EXERCISE MATERIAL:
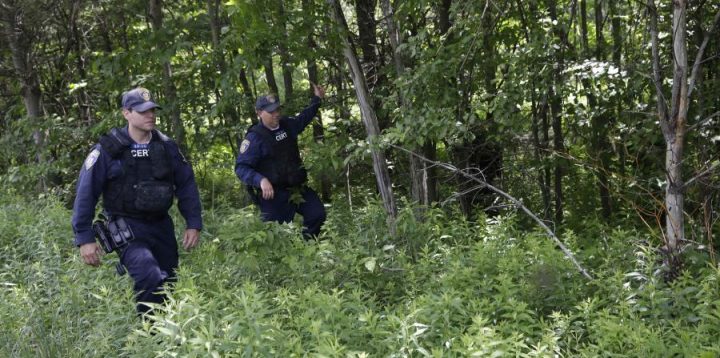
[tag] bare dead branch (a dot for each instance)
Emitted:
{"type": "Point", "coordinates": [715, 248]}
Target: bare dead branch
{"type": "Point", "coordinates": [701, 51]}
{"type": "Point", "coordinates": [510, 198]}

WORK TO BE COMPLETED: Everything in the records above is to be copied exactly, except the pictures.

REPLY TO THE TASK:
[tag] bare dead branch (a dot for each instance)
Emitted:
{"type": "Point", "coordinates": [715, 248]}
Target: bare dead branch
{"type": "Point", "coordinates": [701, 51]}
{"type": "Point", "coordinates": [510, 198]}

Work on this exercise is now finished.